• **WORK ITEM**: Search the entries below for the string "railing" and copy the lines that hold it.

--- DATA EXTRACT ---

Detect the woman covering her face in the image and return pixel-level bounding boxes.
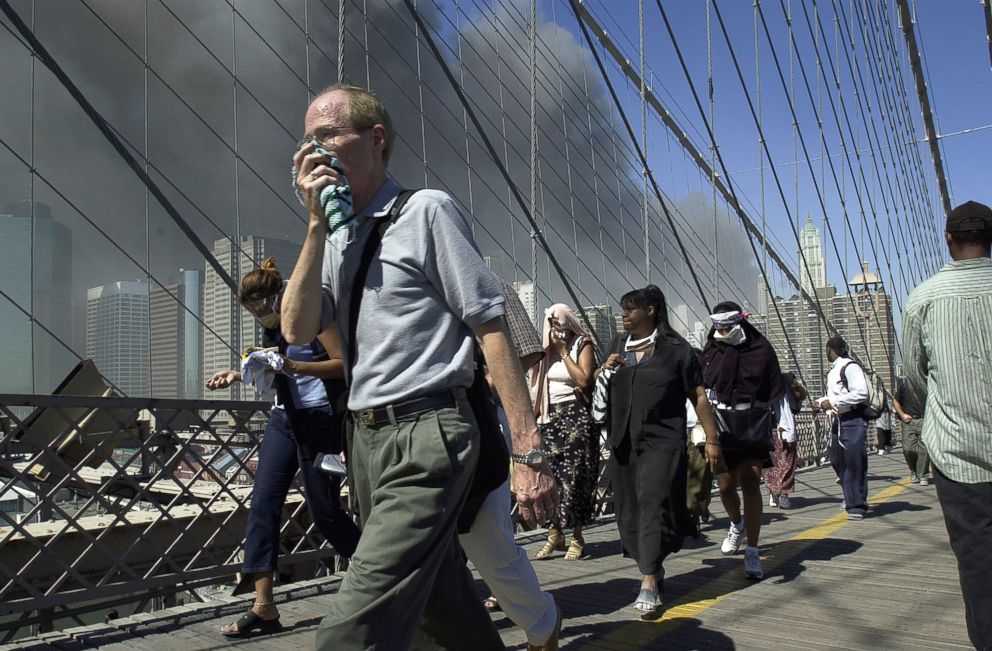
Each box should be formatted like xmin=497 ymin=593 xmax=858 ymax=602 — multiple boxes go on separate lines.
xmin=702 ymin=300 xmax=786 ymax=582
xmin=529 ymin=304 xmax=599 ymax=562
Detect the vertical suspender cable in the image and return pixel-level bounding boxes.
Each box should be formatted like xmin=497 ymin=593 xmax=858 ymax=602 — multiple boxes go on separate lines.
xmin=707 ymin=0 xmax=718 ymax=302
xmin=337 ymin=0 xmax=345 ymax=82
xmin=144 ymin=0 xmax=151 ymax=396
xmin=231 ymin=5 xmax=243 ymax=396
xmin=549 ymin=0 xmax=583 ymax=290
xmin=453 ymin=0 xmax=476 ymax=240
xmin=491 ymin=0 xmax=518 ymax=283
xmin=641 ymin=14 xmax=653 ymax=286
xmin=529 ymin=0 xmax=539 ymax=322
xmin=29 ymin=0 xmax=37 ymax=392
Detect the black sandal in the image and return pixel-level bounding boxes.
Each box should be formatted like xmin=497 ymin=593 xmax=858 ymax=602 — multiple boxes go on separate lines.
xmin=220 ymin=609 xmax=283 ymax=638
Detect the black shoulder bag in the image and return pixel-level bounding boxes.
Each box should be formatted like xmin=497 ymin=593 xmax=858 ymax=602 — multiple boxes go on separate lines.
xmin=347 ymin=189 xmax=508 ymax=533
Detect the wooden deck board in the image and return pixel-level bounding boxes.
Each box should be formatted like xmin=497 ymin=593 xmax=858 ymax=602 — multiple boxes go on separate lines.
xmin=8 ymin=453 xmax=971 ymax=650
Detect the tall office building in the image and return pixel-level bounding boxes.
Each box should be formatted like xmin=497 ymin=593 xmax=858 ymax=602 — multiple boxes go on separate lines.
xmin=799 ymin=215 xmax=826 ymax=294
xmin=0 ymin=201 xmax=73 ymax=394
xmin=512 ymin=281 xmax=537 ymax=327
xmin=686 ymin=321 xmax=709 ymax=350
xmin=150 ymin=270 xmax=202 ymax=399
xmin=202 ymin=236 xmax=301 ymax=400
xmin=763 ymin=268 xmax=896 ymax=398
xmin=86 ymin=281 xmax=149 ymax=396
xmin=582 ymin=305 xmax=618 ymax=349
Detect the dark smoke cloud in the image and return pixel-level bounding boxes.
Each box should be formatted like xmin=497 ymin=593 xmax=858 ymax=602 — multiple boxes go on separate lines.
xmin=0 ymin=0 xmax=757 ymax=388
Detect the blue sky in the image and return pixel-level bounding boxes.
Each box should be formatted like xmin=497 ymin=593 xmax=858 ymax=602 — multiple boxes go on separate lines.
xmin=556 ymin=0 xmax=990 ymax=304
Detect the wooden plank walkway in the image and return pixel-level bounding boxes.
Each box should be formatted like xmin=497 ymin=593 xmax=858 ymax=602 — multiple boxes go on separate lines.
xmin=6 ymin=453 xmax=971 ymax=650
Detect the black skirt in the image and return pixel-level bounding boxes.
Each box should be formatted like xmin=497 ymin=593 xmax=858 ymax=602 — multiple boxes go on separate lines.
xmin=609 ymin=435 xmax=693 ymax=577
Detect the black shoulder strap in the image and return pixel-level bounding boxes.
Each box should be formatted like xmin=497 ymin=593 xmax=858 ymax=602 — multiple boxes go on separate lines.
xmin=346 ymin=189 xmax=419 ymax=378
xmin=840 ymin=361 xmax=854 ymax=391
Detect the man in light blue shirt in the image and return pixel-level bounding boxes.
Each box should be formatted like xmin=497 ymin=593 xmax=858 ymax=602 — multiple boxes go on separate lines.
xmin=282 ymin=84 xmax=559 ymax=651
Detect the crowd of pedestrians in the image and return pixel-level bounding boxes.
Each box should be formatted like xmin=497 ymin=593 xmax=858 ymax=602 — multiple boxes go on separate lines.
xmin=208 ymin=84 xmax=988 ymax=650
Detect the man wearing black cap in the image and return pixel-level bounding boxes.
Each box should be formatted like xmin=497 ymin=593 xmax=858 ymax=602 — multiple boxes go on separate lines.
xmin=903 ymin=200 xmax=992 ymax=650
xmin=813 ymin=335 xmax=870 ymax=520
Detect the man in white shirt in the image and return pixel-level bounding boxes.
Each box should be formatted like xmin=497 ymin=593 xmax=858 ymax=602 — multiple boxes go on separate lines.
xmin=813 ymin=336 xmax=870 ymax=520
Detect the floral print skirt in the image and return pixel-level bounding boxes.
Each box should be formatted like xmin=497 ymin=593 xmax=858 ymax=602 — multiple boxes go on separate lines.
xmin=541 ymin=399 xmax=601 ymax=528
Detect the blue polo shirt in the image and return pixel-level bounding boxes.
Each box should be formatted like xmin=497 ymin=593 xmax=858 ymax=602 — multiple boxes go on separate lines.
xmin=321 ymin=178 xmax=505 ymax=411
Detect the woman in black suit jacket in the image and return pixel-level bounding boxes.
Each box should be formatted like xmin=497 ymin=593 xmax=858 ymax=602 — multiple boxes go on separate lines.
xmin=599 ymin=286 xmax=722 ymax=615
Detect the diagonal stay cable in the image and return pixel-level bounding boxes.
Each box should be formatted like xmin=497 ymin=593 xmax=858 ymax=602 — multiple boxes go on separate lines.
xmin=646 ymin=0 xmax=812 ymax=383
xmin=0 ymin=135 xmax=239 ymax=357
xmin=400 ymin=0 xmax=610 ymax=349
xmin=727 ymin=0 xmax=875 ymax=371
xmin=0 ymin=0 xmax=238 ymax=293
xmin=549 ymin=1 xmax=713 ymax=310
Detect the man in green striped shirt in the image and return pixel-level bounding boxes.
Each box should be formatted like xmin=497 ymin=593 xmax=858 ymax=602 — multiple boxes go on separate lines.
xmin=902 ymin=200 xmax=992 ymax=651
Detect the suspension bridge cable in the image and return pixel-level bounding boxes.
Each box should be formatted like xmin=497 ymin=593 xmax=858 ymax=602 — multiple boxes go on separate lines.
xmin=893 ymin=0 xmax=951 ymax=216
xmin=856 ymin=1 xmax=942 ymax=278
xmin=0 ymin=136 xmax=240 ymax=359
xmin=0 ymin=0 xmax=238 ymax=293
xmin=875 ymin=1 xmax=946 ymax=262
xmin=400 ymin=0 xmax=609 ymax=349
xmin=725 ymin=0 xmax=879 ymax=372
xmin=565 ymin=1 xmax=714 ymax=310
xmin=646 ymin=0 xmax=813 ymax=381
xmin=842 ymin=4 xmax=930 ymax=287
xmin=420 ymin=0 xmax=749 ymax=296
xmin=870 ymin=0 xmax=944 ymax=265
xmin=785 ymin=0 xmax=903 ymax=362
xmin=651 ymin=0 xmax=864 ymax=384
xmin=830 ymin=0 xmax=919 ymax=299
xmin=821 ymin=0 xmax=918 ymax=303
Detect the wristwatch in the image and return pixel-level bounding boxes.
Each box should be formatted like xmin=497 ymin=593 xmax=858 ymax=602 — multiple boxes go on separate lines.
xmin=510 ymin=448 xmax=546 ymax=467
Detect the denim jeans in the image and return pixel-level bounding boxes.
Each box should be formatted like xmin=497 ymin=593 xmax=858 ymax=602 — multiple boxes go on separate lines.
xmin=242 ymin=405 xmax=360 ymax=574
xmin=829 ymin=414 xmax=869 ymax=515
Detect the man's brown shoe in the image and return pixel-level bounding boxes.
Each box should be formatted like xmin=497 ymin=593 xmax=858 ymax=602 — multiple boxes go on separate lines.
xmin=527 ymin=605 xmax=562 ymax=651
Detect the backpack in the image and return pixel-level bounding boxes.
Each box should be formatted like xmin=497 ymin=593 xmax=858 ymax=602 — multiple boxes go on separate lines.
xmin=840 ymin=361 xmax=885 ymax=419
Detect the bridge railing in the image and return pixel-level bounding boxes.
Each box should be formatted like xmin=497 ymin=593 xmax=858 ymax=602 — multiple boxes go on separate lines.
xmin=0 ymin=392 xmax=889 ymax=640
xmin=0 ymin=393 xmax=341 ymax=642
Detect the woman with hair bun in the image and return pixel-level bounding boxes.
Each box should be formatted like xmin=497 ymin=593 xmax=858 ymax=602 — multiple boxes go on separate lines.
xmin=210 ymin=257 xmax=360 ymax=638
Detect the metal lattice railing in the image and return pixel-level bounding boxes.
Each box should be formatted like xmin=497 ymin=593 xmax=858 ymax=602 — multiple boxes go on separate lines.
xmin=0 ymin=393 xmax=343 ymax=642
xmin=0 ymin=390 xmax=896 ymax=641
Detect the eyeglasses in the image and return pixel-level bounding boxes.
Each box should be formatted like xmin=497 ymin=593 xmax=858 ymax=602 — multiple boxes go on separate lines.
xmin=241 ymin=293 xmax=279 ymax=316
xmin=296 ymin=126 xmax=367 ymax=151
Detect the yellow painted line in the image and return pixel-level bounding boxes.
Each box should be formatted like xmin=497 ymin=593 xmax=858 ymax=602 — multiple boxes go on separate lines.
xmin=575 ymin=477 xmax=913 ymax=649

---

• **RESULT**:
Detect the bridge railing in the image and return pixel-level bounding boxes.
Detect the metal lattice railing in the image and return pixel-level bounding boxes.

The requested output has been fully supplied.